START SUPPLIED MATERIAL
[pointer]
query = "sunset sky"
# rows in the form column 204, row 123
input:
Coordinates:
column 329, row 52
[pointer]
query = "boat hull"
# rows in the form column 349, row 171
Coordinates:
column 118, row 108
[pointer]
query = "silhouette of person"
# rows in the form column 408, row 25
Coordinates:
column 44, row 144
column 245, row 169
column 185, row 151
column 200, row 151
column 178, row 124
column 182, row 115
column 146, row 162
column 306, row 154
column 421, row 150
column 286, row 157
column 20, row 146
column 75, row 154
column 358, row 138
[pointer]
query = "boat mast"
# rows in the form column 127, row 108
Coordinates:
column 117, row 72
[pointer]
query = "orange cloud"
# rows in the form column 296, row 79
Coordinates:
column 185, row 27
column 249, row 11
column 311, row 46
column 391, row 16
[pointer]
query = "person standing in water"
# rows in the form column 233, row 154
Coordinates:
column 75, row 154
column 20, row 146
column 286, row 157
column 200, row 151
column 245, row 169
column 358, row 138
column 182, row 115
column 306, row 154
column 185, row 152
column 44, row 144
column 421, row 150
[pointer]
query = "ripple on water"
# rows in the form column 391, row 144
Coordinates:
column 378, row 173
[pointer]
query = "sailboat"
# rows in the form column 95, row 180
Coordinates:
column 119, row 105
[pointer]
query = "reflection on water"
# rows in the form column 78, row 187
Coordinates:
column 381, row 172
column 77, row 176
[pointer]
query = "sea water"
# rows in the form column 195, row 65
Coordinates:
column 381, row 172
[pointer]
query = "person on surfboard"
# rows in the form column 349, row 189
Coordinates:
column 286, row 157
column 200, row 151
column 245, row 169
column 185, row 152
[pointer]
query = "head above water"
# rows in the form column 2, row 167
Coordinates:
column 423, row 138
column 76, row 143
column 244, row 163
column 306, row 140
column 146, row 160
END SUPPLIED MATERIAL
Would you please copy every line from the listing above that contains the word "query"?

query = "sunset sky"
query = "boat hull"
query = "silhouette of person"
query = "boat mast"
query = "orange cloud"
query = "person standing in water"
query = "ripple on water"
query = "sailboat"
query = "reflection on water"
query = "sea water"
query = "person on surfboard"
query = "head above water"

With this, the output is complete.